# Exercise inputs start

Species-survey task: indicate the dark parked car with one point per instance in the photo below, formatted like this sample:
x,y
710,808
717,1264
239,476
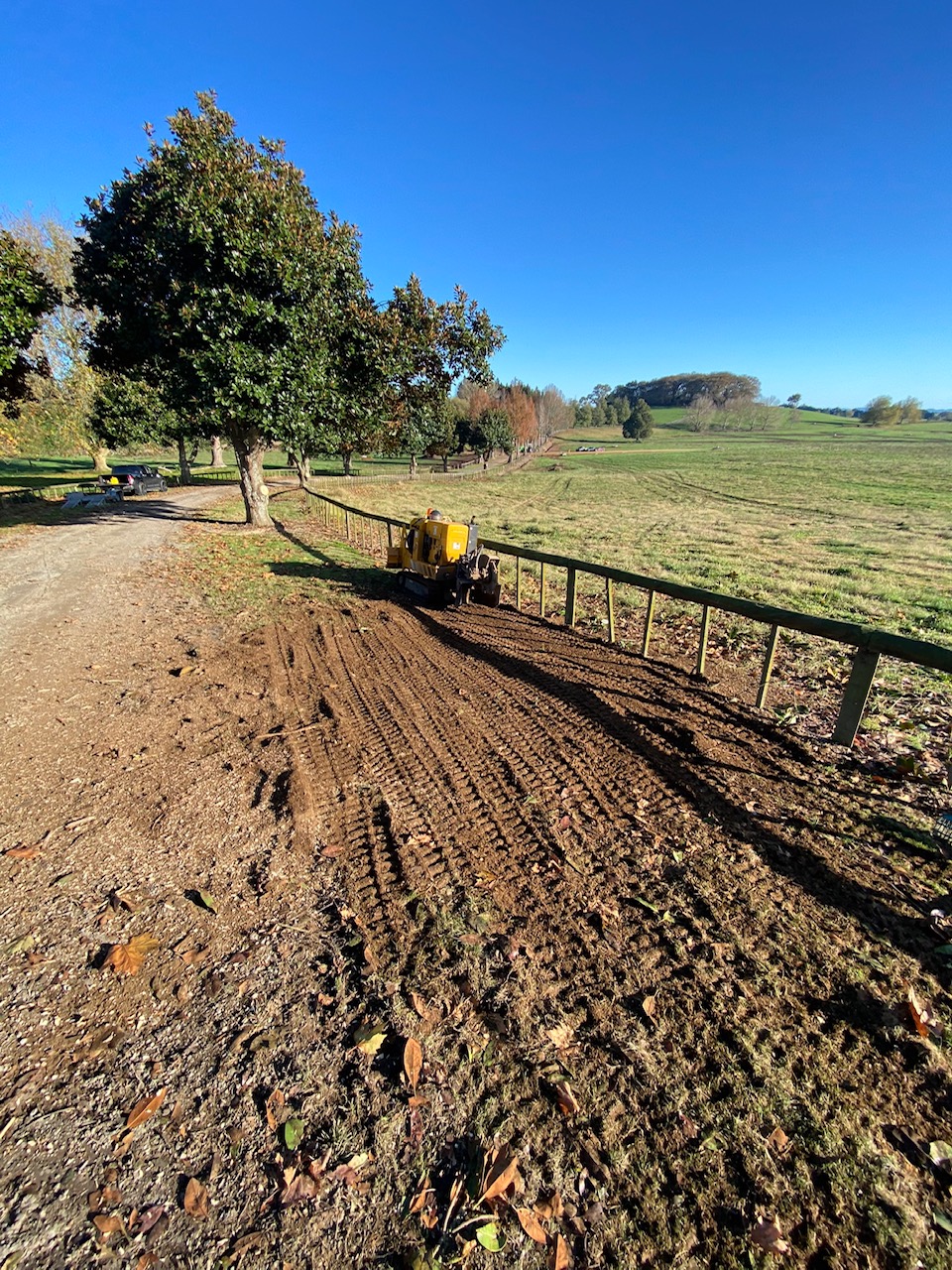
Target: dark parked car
x,y
134,479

# Exercise inputs end

▶ **What this task involves**
Please transcribe the listing above word for word, leaving the pictures out.

▶ **Response**
Species-survey task: indicate the dark parked car with one point per instance in the photo below, formatted like this sample:
x,y
710,808
717,1264
239,476
Target: dark parked car
x,y
134,479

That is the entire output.